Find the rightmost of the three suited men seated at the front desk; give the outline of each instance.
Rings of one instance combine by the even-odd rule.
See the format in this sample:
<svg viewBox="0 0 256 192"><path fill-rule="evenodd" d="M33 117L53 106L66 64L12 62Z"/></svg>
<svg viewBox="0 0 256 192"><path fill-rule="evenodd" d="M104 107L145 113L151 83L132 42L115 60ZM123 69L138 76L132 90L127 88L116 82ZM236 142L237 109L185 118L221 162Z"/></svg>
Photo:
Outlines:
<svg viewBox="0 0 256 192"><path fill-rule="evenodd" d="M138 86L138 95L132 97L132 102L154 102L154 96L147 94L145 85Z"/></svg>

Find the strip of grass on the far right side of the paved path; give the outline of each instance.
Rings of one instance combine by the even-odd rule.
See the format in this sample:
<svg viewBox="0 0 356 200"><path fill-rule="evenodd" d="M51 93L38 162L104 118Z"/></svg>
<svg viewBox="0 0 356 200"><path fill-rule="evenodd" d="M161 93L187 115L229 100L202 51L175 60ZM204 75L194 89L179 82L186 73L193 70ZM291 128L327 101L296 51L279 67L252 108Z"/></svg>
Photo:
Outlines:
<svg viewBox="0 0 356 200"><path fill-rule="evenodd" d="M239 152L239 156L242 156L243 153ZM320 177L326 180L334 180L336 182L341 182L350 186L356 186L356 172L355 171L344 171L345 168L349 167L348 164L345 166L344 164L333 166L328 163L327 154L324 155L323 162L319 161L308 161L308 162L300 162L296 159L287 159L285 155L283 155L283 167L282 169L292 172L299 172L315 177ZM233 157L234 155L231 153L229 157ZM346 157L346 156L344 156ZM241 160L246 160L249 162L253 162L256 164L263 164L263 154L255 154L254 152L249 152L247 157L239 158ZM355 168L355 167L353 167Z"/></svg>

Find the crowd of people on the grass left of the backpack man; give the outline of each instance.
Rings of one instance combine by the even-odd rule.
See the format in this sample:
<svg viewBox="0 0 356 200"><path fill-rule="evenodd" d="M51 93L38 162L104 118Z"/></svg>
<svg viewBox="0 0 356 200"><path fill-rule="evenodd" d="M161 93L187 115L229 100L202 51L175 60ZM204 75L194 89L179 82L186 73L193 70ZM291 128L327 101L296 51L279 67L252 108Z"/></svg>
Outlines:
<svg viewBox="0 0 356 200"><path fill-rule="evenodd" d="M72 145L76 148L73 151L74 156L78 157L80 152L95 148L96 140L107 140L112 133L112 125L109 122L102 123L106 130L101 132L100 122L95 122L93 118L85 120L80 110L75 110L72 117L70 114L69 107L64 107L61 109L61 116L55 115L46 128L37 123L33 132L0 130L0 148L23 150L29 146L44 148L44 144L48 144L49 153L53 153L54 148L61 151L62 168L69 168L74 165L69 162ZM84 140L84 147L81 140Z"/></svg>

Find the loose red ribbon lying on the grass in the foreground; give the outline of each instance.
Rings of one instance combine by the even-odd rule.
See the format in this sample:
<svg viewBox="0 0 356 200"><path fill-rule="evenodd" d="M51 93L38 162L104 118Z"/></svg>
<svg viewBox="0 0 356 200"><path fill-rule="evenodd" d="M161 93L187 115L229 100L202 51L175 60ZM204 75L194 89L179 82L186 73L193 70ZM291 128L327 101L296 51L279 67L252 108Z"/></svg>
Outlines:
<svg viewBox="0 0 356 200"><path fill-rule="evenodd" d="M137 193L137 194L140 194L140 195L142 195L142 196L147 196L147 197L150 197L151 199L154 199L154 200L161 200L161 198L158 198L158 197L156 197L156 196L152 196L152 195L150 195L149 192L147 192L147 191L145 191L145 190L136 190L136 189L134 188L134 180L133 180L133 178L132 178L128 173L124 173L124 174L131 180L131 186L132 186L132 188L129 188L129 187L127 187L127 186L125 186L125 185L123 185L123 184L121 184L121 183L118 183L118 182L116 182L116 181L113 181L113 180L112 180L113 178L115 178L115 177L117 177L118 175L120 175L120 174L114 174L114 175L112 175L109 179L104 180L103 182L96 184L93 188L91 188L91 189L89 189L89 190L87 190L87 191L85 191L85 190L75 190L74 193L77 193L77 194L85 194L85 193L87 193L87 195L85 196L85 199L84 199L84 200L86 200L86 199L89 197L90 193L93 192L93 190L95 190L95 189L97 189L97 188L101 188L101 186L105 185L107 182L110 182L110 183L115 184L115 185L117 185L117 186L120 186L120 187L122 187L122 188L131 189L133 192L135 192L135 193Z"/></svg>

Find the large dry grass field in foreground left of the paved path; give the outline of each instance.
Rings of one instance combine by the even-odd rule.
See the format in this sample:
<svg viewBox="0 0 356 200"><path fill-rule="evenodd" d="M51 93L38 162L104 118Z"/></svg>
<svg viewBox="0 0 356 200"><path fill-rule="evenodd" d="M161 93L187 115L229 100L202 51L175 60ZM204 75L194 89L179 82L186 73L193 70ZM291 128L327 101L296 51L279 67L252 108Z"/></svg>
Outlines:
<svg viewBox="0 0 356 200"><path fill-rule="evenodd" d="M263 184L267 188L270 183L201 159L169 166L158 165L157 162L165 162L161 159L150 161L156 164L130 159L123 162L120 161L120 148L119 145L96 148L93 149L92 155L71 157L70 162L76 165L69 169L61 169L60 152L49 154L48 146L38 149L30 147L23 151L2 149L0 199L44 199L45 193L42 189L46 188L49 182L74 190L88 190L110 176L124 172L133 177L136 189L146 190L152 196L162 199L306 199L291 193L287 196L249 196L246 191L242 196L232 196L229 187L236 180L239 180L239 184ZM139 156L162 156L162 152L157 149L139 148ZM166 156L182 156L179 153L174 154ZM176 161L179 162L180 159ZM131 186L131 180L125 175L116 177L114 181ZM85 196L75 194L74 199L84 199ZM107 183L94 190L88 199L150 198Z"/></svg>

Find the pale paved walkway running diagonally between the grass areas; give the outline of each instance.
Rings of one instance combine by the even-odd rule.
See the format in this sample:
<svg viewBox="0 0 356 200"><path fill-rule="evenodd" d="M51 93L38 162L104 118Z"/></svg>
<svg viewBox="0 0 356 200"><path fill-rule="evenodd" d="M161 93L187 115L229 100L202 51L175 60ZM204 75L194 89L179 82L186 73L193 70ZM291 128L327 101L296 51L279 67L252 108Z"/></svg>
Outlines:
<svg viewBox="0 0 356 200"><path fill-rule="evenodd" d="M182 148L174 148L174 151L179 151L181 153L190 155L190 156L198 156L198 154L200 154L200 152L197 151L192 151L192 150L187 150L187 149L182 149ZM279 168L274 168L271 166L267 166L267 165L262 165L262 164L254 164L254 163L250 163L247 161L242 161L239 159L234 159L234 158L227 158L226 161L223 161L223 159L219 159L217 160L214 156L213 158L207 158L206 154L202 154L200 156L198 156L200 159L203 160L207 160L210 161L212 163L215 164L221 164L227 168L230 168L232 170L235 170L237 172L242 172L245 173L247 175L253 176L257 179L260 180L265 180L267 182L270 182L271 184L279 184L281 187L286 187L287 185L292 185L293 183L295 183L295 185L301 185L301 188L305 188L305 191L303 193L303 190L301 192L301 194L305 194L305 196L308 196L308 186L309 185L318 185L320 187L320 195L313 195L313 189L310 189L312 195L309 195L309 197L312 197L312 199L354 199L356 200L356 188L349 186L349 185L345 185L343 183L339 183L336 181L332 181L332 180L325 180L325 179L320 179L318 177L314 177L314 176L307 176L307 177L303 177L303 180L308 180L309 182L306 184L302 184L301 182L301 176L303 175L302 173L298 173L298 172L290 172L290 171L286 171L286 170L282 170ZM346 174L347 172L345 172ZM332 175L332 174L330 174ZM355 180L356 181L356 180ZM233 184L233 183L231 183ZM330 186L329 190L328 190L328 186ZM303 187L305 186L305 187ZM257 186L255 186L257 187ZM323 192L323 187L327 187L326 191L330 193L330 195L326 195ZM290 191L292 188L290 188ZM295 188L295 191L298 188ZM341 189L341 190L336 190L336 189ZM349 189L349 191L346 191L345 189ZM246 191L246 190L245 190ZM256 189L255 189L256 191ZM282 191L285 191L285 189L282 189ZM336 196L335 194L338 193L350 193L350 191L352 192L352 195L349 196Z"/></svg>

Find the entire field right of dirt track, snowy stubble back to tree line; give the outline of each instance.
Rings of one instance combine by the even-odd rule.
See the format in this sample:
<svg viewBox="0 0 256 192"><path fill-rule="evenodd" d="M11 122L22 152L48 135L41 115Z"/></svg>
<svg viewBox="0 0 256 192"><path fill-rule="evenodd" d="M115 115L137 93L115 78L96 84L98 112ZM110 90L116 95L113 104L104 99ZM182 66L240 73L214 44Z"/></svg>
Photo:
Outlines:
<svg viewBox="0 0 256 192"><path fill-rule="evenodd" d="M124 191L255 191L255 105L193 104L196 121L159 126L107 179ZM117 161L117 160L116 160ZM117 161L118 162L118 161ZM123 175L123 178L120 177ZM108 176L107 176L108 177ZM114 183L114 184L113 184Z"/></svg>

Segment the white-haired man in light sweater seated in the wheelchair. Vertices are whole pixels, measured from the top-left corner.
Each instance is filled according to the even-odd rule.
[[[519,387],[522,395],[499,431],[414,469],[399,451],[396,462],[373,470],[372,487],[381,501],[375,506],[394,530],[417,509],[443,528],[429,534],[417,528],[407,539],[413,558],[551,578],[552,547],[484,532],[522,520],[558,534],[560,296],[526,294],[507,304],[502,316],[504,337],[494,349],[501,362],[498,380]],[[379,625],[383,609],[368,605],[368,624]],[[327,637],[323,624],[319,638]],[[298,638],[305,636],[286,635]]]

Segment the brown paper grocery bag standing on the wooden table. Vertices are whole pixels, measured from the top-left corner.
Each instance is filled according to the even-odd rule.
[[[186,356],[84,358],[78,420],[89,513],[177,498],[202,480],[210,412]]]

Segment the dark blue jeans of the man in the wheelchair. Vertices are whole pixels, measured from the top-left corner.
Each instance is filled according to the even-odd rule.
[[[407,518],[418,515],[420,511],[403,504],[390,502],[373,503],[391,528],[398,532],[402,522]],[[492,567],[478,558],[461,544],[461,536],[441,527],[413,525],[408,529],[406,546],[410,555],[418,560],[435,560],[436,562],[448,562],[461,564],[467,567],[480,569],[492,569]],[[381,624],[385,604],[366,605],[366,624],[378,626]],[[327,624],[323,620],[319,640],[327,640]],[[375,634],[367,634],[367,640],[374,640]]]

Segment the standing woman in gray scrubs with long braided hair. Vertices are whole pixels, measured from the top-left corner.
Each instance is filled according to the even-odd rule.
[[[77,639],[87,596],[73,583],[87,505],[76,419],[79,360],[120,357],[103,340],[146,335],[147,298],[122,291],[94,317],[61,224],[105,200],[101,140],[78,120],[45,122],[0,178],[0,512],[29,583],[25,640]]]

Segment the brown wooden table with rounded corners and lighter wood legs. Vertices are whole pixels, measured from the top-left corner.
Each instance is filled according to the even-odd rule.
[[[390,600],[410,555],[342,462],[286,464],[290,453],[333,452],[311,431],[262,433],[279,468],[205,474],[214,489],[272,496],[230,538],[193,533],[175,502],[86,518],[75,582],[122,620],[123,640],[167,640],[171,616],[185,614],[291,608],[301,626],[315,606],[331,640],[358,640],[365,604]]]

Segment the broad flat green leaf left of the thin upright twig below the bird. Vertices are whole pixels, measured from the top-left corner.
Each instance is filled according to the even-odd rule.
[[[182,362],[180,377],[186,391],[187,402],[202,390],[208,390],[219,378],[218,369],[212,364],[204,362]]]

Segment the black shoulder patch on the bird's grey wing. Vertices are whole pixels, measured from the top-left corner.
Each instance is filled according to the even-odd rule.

════

§ PROBLEM TO WORK ON: The lines from the beginning of the records through the line containing "Find the strip" should be reproduced exactly. Include nothing else.

§ SOLUTION:
Find the rightmost of the three suited men seated at the front desk; give the outline of each instance.
Rings of one instance combine by the even-odd rule.
See the format in this sample:
<svg viewBox="0 0 256 192"><path fill-rule="evenodd" d="M33 117L53 106L66 64L12 62Z"/></svg>
<svg viewBox="0 0 256 192"><path fill-rule="evenodd" d="M104 107L145 113L151 83L132 42L115 60ZM123 69L138 76L132 90L127 88L116 82ZM236 142L237 109L185 118L221 162Z"/></svg>
Photo:
Outlines:
<svg viewBox="0 0 256 192"><path fill-rule="evenodd" d="M138 86L138 95L132 97L132 102L154 102L154 96L147 94L145 85Z"/></svg>

Find the strip of grass on the far right side of the paved path; give the outline of each instance.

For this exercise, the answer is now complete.